[Segmentation annotation records]
◇ ◇ ◇
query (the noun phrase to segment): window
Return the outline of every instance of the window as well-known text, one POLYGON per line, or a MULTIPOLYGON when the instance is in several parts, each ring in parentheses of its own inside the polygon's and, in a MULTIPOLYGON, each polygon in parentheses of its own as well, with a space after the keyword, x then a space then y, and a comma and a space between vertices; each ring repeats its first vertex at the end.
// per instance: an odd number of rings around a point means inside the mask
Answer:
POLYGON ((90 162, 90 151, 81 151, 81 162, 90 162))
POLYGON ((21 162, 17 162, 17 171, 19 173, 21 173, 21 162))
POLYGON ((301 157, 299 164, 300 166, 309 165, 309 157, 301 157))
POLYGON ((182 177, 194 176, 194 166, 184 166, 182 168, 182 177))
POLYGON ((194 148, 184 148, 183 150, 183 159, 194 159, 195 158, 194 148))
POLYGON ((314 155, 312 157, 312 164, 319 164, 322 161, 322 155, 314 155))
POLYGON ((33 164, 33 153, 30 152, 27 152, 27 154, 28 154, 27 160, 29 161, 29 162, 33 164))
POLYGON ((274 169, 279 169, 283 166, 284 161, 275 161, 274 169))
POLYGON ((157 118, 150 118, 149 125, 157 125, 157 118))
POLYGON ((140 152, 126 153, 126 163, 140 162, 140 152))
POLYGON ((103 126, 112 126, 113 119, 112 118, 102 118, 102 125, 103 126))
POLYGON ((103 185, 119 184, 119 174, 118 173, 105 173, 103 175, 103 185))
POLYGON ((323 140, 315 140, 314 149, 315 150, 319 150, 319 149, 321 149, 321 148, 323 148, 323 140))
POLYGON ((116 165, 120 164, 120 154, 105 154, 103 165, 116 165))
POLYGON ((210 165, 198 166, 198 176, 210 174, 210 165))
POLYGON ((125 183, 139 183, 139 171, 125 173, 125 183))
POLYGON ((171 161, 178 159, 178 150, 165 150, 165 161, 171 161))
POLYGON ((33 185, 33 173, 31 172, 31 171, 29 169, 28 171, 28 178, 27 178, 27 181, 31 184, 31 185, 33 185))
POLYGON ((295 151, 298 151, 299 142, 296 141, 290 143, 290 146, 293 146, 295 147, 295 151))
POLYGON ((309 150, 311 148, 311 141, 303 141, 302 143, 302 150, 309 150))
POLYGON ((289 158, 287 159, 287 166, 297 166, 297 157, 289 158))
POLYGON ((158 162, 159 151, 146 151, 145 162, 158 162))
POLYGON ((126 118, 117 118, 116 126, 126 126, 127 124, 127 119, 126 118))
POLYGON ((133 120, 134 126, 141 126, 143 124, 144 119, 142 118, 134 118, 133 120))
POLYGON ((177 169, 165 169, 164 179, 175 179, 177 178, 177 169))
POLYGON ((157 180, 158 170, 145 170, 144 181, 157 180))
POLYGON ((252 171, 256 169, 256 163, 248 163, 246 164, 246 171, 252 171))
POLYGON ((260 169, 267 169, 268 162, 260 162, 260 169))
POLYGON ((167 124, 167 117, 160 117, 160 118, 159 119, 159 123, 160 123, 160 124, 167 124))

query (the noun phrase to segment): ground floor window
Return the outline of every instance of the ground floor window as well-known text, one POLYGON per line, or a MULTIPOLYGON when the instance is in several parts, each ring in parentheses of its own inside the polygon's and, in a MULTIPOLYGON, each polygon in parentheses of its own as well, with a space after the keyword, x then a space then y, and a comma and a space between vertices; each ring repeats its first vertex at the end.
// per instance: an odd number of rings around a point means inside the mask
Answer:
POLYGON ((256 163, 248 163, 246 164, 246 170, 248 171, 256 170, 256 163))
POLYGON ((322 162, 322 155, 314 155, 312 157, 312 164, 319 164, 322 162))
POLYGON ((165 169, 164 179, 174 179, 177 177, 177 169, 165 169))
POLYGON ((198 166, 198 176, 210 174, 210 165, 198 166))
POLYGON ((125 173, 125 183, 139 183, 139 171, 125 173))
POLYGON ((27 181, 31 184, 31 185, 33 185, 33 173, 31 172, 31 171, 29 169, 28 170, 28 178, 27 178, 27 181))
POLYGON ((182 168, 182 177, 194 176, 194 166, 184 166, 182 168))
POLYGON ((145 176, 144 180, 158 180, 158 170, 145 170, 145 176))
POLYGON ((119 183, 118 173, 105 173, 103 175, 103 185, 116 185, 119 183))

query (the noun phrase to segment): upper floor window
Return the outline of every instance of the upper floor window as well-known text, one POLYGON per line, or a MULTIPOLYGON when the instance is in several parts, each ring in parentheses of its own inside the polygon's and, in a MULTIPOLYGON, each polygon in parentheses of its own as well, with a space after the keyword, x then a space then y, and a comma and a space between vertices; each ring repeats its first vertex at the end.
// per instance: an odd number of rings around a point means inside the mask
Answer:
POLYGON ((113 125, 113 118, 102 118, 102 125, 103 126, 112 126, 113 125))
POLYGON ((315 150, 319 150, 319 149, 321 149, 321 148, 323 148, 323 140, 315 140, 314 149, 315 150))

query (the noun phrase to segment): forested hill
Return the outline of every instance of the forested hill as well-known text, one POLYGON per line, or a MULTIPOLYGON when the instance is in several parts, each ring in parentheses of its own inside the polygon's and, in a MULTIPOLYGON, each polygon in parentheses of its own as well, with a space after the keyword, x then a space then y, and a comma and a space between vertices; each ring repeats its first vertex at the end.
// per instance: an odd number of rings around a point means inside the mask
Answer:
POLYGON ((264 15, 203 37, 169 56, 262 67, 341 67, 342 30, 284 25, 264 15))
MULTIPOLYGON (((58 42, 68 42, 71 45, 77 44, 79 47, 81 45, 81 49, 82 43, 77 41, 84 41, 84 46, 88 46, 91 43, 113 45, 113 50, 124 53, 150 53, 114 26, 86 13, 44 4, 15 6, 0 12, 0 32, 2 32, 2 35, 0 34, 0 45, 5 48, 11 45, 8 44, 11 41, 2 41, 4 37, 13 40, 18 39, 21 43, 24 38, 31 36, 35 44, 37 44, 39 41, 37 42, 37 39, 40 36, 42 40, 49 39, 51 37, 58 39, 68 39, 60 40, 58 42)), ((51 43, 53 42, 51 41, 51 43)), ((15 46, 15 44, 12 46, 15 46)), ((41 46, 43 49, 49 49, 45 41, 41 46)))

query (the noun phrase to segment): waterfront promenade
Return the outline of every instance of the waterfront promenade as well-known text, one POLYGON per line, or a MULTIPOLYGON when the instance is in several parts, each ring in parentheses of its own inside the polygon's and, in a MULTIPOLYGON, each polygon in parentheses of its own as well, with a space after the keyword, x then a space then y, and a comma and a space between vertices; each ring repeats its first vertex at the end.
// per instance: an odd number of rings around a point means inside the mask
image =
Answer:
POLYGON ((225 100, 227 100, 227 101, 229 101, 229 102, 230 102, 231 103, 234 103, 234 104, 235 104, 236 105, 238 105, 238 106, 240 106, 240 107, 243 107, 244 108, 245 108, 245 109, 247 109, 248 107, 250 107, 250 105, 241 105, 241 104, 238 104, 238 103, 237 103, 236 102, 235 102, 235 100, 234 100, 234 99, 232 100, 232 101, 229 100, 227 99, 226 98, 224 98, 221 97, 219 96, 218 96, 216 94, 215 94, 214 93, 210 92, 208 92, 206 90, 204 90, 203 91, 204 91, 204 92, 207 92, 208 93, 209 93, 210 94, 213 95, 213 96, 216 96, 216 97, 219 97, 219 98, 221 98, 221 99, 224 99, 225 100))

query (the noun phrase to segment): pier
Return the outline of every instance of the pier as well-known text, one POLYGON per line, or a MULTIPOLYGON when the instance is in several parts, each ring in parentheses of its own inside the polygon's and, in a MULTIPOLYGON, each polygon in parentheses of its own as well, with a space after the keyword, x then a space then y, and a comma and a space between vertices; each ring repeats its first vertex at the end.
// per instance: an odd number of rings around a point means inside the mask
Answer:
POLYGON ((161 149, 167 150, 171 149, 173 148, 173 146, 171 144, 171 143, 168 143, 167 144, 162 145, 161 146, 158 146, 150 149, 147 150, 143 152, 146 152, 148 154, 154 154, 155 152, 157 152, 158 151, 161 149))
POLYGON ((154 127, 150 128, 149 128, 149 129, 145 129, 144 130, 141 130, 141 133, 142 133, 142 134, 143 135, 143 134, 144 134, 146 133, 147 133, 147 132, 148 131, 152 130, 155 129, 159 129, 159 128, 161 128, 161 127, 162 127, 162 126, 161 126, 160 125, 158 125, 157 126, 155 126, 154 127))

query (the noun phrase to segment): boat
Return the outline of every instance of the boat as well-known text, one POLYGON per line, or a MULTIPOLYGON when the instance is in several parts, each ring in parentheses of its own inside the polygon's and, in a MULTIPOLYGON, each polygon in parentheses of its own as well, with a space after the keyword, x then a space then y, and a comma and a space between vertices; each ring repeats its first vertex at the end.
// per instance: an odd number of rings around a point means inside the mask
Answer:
◇ ◇ ◇
### Stated task
Render the records from their start through the line containing "POLYGON ((103 126, 112", inclusive, as a two-column CSV with columns named request and answer. Give one row per request, with its text and its answer each in a single quoted field and line breaks replaced by spaces.

### Output for this task
request,answer
"query (the noun phrase to segment): window Return the outline of every instance of the window as well-known text, one POLYGON per line, or a MULTIPOLYGON when the instance is in several parts, each ring in parentheses of its own inside the polygon's and, in a MULTIPOLYGON, each polygon in parentheses of its own as well, with a space after the keyword, x then a space then y, and a comma and a space between vertices; each ring repeats its first vertex at the end. // per instance: an odd number of rings around a point means inside the mask Answer:","POLYGON ((90 162, 90 151, 81 151, 81 162, 90 162)) POLYGON ((21 162, 17 162, 17 171, 19 173, 21 173, 21 162)) POLYGON ((301 157, 299 164, 300 166, 309 165, 309 157, 301 157)) POLYGON ((182 177, 194 176, 194 166, 184 166, 182 168, 182 177)) POLYGON ((194 148, 184 148, 183 150, 183 159, 194 159, 195 158, 194 148)) POLYGON ((314 155, 312 157, 312 164, 319 164, 322 161, 322 155, 314 155)) POLYGON ((33 164, 33 153, 30 152, 27 152, 27 154, 28 154, 27 160, 29 161, 29 162, 33 164)) POLYGON ((274 169, 279 169, 283 166, 284 161, 275 161, 274 169)) POLYGON ((157 118, 150 118, 149 125, 157 125, 157 118)) POLYGON ((140 152, 126 153, 126 163, 140 162, 140 152)) POLYGON ((103 126, 112 126, 113 119, 112 118, 102 118, 102 125, 103 126))"